Keith E. Whitfield, PhD, is the Provost and Senior Vice President for Academic Affairs and a Professor of Psychology at Wayne State University. He received his BA degree in Psychology from the College of Santa Fe and MA and PhD degrees in life span Developmental Psychology from Texas Tech University. He also completed post-doctoral work in quantitative genetics at the University of Colorado-Boulder. He has held positions at McNeese State University, Penn State University, and Duke University. He has been a continuously funded researcher through NIA, NIH, NSF and intramural funding since 1990 with projects totaling more than $15 million in funding.
He has authored or co-authored more than 200 publications including journal articles, books and book chapters. His research, focusing on minority aging, relies on a two-prong model that includes studying individuals as well as family designs. One dimension of this research focuses on individual health disparities and how health conditions influence our memory and cognition. Much of this work was done in Baltimore MD over a 14-year period and culminated in a longitudinal study of the impact of health and social influences on cognition in West Baltimore, MD. The other prong of his research examines the impact of genes and environment on individual differences in behavior and health.
Dr. Whitfield has worked with researchers from Sweden, Russia, and the United States to examine how social, psychological, and cultural factors of aging are affected by genetic and environmental influences that impact cognition and health during adulthood and late life. He has one of the only in-person studies of adult African American twins, which involves examining psychosocial factors related to health among adult African American twins. His current funding is a $3.5 million project funded by the National Institute on Aging to understand the relationship between stress and longevity in African American families.

Data records
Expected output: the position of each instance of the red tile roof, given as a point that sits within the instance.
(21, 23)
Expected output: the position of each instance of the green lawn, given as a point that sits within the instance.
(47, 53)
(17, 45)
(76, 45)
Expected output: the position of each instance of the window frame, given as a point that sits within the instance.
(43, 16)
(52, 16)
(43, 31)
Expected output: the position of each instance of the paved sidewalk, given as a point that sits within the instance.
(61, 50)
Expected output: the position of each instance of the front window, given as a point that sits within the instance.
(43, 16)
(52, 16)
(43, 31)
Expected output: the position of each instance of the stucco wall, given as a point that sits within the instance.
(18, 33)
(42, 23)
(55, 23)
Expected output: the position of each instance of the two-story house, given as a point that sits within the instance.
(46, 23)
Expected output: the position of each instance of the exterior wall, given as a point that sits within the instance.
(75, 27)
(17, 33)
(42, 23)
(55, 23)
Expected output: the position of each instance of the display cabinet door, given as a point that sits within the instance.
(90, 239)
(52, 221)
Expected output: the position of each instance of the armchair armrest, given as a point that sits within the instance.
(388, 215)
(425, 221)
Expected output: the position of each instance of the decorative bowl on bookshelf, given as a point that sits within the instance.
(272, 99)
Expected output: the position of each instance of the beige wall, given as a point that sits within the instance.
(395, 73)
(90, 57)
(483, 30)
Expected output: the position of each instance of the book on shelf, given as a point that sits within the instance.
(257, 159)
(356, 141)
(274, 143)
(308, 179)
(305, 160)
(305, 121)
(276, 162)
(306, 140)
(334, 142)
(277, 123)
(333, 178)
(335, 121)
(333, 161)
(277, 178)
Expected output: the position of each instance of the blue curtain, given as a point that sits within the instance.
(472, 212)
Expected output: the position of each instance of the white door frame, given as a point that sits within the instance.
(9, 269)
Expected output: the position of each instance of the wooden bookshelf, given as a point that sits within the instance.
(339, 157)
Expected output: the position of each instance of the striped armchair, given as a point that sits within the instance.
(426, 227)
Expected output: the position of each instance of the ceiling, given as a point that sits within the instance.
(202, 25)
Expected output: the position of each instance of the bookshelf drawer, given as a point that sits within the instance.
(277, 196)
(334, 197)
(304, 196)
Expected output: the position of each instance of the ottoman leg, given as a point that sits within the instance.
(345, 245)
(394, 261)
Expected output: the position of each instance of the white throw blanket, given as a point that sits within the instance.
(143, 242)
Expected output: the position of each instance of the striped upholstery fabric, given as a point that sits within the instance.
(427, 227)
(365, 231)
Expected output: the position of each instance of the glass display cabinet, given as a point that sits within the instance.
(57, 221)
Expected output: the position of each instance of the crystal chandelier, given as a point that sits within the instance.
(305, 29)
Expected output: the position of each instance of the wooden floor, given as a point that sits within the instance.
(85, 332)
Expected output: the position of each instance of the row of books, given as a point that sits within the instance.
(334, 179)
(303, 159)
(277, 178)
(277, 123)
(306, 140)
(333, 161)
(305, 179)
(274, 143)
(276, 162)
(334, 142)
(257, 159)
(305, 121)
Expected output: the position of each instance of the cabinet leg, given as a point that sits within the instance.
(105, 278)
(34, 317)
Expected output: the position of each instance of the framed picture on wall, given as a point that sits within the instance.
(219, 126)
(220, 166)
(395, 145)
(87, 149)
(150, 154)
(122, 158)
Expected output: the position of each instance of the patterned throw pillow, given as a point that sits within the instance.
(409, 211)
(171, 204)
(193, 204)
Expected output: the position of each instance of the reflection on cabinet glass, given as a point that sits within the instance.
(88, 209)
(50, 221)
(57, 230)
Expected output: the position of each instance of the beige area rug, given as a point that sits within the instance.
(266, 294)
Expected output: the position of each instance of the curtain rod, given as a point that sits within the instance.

Assigned task
From the profile of Keith E. Whitfield, extract the passage starting with "Keith E. Whitfield, PhD, is" and going on through "million in funding.", copied exactly.

Expected answer
Keith E. Whitfield, PhD, is the Provost and Senior Vice President for Academic Affairs and a Professor of Psychology at Wayne State University. He received his BA degree in Psychology from the College of Santa Fe and MA and PhD degrees in life span Developmental Psychology from Texas Tech University. He also completed post-doctoral work in quantitative genetics at the University of Colorado-Boulder. He has held positions at McNeese State University, Penn State University, and Duke University. He has been a continuously funded researcher through NIA, NIH, NSF and intramural funding since 1990 with projects totaling more than $15 million in funding.